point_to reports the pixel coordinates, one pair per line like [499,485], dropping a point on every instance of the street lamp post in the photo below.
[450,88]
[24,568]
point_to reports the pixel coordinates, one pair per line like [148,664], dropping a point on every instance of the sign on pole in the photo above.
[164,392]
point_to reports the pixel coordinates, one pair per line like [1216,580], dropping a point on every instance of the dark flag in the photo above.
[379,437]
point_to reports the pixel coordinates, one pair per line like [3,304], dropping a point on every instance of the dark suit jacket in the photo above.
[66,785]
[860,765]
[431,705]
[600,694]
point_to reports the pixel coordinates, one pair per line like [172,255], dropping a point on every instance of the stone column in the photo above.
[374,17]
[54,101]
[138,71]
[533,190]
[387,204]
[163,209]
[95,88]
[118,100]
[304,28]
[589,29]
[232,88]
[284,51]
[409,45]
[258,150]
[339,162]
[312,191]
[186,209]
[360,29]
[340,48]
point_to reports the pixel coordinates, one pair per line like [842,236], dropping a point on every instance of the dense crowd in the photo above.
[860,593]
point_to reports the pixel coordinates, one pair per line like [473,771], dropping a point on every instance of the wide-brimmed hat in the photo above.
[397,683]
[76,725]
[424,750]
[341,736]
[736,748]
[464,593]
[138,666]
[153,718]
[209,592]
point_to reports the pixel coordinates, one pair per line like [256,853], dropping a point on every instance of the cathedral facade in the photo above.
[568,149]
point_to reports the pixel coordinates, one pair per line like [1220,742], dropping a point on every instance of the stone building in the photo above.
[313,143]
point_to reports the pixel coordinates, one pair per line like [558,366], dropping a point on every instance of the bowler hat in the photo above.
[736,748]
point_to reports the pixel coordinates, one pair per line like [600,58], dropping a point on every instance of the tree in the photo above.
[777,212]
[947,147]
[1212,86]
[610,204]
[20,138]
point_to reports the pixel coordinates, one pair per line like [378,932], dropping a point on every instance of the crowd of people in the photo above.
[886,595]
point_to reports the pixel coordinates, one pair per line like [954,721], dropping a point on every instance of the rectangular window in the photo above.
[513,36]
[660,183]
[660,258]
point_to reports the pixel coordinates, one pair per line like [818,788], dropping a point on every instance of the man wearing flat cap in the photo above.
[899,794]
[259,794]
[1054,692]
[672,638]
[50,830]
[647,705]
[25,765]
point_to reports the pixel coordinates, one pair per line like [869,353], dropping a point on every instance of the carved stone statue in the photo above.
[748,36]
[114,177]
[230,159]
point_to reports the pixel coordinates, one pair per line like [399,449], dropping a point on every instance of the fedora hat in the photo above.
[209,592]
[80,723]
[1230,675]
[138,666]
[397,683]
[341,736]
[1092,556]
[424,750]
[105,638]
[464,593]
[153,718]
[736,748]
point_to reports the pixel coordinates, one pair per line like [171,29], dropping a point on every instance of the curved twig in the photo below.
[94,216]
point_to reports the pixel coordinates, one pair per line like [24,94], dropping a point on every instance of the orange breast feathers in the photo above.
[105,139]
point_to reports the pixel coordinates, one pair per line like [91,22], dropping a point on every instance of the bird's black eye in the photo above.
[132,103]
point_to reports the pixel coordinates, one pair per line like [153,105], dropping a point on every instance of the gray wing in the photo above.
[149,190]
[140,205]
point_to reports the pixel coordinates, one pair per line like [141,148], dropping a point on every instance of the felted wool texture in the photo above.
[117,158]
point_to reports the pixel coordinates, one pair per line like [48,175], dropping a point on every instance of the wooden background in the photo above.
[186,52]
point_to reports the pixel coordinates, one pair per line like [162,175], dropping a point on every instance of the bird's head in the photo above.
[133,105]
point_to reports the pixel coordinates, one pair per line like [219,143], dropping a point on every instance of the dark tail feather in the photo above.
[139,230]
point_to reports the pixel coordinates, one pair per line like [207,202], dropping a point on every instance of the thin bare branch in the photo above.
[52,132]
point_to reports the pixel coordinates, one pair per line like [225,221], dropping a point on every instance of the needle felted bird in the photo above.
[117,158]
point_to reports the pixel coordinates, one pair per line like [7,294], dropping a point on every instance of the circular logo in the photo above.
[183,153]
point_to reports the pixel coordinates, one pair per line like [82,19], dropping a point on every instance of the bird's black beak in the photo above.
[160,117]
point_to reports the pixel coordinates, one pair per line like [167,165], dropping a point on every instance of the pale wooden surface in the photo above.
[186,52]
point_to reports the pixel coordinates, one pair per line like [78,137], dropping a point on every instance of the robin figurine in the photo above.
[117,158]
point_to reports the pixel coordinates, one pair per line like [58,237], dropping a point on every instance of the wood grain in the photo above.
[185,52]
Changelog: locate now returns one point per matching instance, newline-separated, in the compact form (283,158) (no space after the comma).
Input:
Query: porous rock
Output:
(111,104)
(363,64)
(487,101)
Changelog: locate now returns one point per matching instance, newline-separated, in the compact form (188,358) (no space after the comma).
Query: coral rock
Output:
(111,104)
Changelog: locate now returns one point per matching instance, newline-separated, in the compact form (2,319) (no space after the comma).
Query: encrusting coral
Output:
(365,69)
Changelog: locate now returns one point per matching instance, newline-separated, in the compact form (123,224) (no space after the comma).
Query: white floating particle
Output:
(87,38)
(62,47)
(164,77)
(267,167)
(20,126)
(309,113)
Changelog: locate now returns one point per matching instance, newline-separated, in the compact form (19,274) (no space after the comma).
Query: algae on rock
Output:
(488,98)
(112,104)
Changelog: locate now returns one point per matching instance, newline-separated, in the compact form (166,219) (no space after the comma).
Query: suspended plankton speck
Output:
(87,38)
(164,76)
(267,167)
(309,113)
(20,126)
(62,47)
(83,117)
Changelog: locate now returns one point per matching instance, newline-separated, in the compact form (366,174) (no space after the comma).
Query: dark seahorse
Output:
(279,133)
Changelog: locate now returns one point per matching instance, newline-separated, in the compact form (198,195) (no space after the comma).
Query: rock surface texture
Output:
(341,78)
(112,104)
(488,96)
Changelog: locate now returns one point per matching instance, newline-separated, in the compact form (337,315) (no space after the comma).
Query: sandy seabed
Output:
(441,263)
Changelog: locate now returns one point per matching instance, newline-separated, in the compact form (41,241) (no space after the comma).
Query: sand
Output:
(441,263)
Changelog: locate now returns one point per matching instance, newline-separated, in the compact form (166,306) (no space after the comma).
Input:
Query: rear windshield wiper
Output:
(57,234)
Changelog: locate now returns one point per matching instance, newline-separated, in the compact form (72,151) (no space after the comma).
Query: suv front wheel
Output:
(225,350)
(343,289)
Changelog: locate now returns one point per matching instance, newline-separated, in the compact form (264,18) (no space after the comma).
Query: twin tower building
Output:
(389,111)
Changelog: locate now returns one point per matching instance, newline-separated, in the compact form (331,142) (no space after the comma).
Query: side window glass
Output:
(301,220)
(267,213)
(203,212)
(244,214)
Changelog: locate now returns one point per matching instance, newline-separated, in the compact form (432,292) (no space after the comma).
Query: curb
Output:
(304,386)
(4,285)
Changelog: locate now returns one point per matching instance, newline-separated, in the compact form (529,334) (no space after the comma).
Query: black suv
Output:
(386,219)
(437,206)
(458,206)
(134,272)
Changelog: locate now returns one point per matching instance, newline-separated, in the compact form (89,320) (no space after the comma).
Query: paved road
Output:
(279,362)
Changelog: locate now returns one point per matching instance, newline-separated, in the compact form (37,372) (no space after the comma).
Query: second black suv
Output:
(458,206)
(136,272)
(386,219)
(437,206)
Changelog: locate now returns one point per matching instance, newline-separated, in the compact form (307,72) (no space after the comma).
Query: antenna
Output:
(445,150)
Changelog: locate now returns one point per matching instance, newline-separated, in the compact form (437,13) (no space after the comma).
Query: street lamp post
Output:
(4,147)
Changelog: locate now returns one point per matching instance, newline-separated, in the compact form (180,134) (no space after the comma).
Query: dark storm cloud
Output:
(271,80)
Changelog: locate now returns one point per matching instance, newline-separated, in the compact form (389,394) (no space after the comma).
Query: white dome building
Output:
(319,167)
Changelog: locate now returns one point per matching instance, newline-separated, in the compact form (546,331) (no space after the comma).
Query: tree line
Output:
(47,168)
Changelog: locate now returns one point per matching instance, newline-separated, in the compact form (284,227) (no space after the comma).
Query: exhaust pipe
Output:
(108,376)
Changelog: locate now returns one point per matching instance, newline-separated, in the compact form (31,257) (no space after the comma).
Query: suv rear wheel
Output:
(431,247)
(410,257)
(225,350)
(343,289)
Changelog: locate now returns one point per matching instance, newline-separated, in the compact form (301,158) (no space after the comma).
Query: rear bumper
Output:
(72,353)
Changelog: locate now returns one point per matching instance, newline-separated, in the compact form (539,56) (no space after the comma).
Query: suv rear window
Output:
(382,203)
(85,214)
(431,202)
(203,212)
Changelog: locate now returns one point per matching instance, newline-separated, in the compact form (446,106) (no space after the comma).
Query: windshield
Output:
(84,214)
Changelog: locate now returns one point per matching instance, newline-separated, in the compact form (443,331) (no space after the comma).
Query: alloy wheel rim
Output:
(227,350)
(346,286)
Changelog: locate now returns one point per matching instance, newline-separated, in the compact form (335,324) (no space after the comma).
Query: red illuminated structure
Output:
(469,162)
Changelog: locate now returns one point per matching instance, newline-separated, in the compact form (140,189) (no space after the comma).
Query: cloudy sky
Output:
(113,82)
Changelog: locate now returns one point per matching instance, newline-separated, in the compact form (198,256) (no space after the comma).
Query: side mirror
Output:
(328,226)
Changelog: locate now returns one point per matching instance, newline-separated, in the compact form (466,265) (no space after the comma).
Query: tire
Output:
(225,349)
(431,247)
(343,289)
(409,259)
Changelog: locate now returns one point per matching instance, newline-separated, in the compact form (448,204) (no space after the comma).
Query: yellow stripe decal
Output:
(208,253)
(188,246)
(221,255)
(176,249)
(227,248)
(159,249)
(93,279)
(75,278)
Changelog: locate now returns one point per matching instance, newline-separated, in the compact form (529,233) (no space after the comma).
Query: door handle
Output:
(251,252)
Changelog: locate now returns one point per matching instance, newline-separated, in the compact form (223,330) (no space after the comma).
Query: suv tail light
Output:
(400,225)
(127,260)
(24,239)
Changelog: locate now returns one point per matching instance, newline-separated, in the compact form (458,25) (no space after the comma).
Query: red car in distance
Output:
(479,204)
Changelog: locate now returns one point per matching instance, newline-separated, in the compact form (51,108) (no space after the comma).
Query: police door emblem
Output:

• **Task directions**: Please give only the count of lines above containing "coral".

• **Your solution**: 2